___ Exercise data

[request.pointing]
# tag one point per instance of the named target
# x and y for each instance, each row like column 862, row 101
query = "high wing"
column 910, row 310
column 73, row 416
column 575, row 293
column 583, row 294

______

Your task:
Each entry above is to be duplicated exactly, with nothing left out.

Answer section:
[request.pointing]
# tag one point per instance of the named target
# x and y for each instance, each row like column 862, row 101
query = "high wing"
column 910, row 310
column 73, row 416
column 575, row 293
column 583, row 294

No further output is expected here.